Image point grounding data:
---

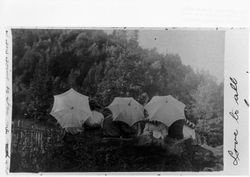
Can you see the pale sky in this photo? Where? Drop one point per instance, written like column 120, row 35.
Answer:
column 201, row 49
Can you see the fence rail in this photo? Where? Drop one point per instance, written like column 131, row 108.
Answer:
column 33, row 137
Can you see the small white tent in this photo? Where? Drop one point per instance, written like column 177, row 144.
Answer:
column 127, row 110
column 95, row 120
column 71, row 109
column 165, row 109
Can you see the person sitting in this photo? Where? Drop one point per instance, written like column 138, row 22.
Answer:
column 110, row 129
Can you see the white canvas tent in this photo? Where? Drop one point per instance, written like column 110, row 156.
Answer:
column 71, row 109
column 127, row 110
column 96, row 119
column 165, row 109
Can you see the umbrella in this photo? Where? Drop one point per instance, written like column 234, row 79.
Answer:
column 127, row 110
column 165, row 109
column 71, row 109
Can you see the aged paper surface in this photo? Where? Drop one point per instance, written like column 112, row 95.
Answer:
column 235, row 69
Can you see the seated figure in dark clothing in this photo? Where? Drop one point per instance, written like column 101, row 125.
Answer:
column 115, row 128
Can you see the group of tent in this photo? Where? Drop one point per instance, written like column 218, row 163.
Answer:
column 165, row 114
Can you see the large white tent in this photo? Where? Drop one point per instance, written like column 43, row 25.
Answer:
column 71, row 109
column 165, row 109
column 127, row 110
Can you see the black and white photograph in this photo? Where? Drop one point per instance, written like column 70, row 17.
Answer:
column 117, row 100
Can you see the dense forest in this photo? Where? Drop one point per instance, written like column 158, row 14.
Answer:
column 103, row 66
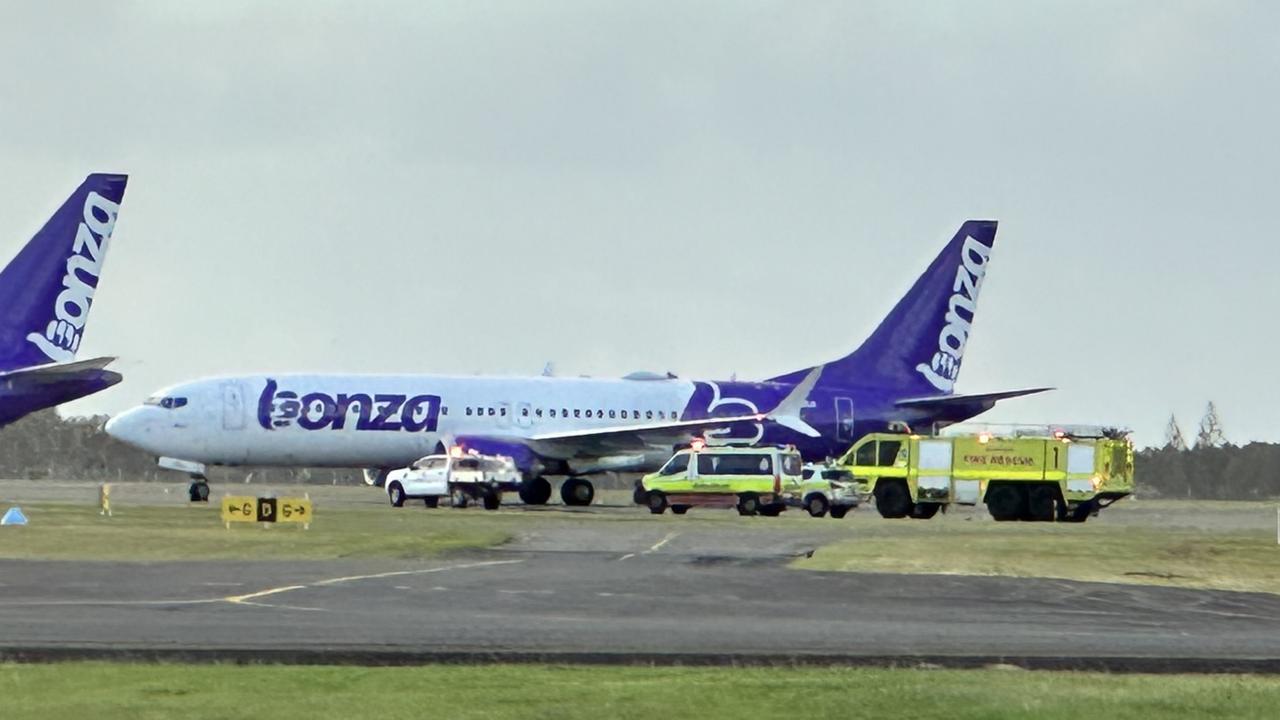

---

--- Action item ---
Output a precise copy of the entries, leaving the images out.

--- Finished exercise ---
Can you see the pale sky in this photo? Where? Drop one point per instance, written like column 120, row 35.
Answer:
column 201, row 49
Can you see the fence rail in this photo? Where? Drop one point per instance, written like column 131, row 108.
Answer:
column 33, row 137
Can you see the small white tent in this photo? Where? Drop one point per instance, written like column 177, row 144.
Answer:
column 127, row 110
column 95, row 120
column 71, row 109
column 165, row 109
Can you see the person sitting in this photo? Where? Drop one point per instance, written like column 138, row 22.
Answer:
column 110, row 129
Can you see the white canvas tent in this photo? Where? Drop one point per instance, written like column 110, row 156.
Answer:
column 71, row 109
column 127, row 110
column 96, row 119
column 165, row 109
Can you see the umbrella in this photo? Where? Drop one point per instance, written like column 234, row 79.
Answer:
column 127, row 110
column 165, row 109
column 71, row 109
Can you see the aged paper surface in this photo? Where? Drop one point per instance, written like column 112, row 95.
Answer:
column 235, row 69
Can you see the seated figure in dark clothing in this photo? Where? Drop one point per instance, written like column 101, row 125.
Answer:
column 115, row 128
Can you see the group of tent in this photo? Where? Drop one point per instance, written like column 218, row 163.
Answer:
column 165, row 114
Can you see the large white tent in this photo? Where? Drop one point per instance, written like column 43, row 25.
Answer:
column 71, row 109
column 165, row 109
column 127, row 110
Can you see the black and white photograph in this photo? Where? Drop one point per instance, written like column 70, row 17.
Answer:
column 117, row 100
Can you see the dense forest in this photo? Where? Drop one point per instance, written like column 158, row 14.
Answer:
column 103, row 66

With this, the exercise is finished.